### TASK
Output only the stretch of the listing that starts at the line containing "Target: window sill" and ends at the line containing "Target: hardcover book", reproduced exactly with both ends.

>>

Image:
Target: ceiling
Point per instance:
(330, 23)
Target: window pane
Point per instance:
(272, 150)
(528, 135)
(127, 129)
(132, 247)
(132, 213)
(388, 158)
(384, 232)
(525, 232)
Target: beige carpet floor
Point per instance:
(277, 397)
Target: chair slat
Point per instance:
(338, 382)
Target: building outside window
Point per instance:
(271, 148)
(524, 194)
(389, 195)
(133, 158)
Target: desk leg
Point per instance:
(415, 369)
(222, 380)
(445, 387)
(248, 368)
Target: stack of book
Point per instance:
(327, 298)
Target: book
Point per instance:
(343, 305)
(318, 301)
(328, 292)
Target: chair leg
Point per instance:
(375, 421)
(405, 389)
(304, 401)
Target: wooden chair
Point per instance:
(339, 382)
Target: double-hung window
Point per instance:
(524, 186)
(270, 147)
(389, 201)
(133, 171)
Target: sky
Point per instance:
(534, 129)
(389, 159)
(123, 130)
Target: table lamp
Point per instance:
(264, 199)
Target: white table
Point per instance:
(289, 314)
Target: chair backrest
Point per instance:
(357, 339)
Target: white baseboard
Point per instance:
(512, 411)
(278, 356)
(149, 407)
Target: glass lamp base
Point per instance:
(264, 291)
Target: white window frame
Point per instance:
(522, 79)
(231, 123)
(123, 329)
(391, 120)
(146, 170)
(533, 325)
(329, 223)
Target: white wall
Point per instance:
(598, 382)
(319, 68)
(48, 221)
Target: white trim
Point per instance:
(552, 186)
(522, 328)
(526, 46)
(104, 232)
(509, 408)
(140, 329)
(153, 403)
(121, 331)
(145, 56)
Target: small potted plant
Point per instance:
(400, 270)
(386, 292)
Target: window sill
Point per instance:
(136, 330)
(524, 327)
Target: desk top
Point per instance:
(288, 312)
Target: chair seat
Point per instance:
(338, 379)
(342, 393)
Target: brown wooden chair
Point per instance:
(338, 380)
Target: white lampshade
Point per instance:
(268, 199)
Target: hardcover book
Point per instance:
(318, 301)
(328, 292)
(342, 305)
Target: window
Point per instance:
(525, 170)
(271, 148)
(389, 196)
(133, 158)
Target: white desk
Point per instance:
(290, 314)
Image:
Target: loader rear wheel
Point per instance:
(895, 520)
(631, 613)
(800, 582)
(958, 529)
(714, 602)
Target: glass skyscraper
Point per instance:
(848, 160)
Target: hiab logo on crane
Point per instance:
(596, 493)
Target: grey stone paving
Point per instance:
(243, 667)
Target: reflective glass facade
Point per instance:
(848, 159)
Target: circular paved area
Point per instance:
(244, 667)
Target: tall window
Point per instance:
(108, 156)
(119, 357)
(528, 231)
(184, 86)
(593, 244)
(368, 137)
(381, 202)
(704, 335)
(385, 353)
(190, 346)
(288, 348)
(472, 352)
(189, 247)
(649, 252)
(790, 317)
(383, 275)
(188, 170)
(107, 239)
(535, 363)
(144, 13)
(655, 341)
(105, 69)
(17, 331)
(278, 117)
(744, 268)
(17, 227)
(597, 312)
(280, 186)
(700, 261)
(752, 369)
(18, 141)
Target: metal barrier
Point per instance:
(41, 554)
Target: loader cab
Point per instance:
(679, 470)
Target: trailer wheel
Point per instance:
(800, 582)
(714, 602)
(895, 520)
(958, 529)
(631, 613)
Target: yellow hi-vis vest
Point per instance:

<<

### EXPECTED ANSWER
Target: window sill
Point per instance:
(136, 330)
(524, 327)
Target: desk top
Point per instance:
(288, 312)
Target: chair seat
Point per instance:
(338, 379)
(342, 393)
Target: brown wooden chair
Point per instance:
(338, 380)
Target: white lampshade
Point per instance:
(268, 199)
Target: hardcover book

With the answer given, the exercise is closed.